> WHAT TO DO
All lines in the entries below that hold "lamp" make up the answer.

> EXCERPTED DATA
>>>
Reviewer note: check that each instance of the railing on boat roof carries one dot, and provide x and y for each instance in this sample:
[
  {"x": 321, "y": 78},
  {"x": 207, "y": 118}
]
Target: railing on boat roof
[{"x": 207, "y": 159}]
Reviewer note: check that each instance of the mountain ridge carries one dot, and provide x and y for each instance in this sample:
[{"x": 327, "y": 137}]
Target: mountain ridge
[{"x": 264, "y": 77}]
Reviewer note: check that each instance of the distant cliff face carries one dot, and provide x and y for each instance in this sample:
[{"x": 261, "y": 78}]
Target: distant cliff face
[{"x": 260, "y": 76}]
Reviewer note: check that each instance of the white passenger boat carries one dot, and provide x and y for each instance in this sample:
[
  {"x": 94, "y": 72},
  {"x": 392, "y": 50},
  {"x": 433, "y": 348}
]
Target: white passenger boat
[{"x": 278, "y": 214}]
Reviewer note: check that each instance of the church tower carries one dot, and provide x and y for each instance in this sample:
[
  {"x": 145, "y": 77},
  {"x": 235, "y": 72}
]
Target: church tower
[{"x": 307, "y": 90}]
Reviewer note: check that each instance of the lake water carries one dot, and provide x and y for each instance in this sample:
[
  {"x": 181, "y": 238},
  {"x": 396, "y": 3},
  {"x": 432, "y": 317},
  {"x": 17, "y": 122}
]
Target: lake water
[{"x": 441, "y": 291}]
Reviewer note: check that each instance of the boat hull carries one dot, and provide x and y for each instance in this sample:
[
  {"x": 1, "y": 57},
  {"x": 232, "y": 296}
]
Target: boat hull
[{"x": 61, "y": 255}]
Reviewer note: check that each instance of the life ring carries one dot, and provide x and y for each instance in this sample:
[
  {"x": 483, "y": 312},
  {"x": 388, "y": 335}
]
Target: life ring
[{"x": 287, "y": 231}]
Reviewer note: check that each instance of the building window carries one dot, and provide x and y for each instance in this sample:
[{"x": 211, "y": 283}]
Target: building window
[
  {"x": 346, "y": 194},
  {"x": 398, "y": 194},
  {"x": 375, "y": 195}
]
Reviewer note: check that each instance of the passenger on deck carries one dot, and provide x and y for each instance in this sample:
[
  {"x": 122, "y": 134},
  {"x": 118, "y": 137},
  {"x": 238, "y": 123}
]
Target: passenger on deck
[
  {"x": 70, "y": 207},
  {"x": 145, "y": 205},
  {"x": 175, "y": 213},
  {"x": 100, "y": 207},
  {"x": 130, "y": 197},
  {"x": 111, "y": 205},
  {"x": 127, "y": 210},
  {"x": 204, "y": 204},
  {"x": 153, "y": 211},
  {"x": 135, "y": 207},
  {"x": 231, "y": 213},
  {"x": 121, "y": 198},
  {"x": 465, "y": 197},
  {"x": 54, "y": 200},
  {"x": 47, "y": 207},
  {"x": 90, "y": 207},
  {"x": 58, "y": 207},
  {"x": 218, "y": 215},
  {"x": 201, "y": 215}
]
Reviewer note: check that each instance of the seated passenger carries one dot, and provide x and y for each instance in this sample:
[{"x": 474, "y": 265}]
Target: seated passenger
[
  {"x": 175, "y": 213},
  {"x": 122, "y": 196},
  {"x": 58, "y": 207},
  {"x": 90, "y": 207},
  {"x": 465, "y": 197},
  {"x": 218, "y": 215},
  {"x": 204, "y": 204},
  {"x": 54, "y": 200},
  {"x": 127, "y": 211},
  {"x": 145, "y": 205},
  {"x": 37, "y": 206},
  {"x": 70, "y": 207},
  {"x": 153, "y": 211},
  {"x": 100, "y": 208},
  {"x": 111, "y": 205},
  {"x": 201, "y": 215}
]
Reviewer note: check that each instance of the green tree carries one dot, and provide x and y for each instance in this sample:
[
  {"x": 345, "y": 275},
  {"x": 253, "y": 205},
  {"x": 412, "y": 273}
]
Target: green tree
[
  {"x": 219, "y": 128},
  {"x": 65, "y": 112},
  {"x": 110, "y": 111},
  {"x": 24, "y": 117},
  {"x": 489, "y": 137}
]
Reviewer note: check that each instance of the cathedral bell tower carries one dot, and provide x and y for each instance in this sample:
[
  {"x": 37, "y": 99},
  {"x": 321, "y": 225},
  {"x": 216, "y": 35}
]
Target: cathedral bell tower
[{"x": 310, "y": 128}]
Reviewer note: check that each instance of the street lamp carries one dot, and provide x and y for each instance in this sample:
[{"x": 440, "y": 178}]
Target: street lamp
<<<
> ANSWER BOX
Reviewer note: check that each instance of the street lamp carries one dot, and provide x and y for each instance in this sample:
Target: street lamp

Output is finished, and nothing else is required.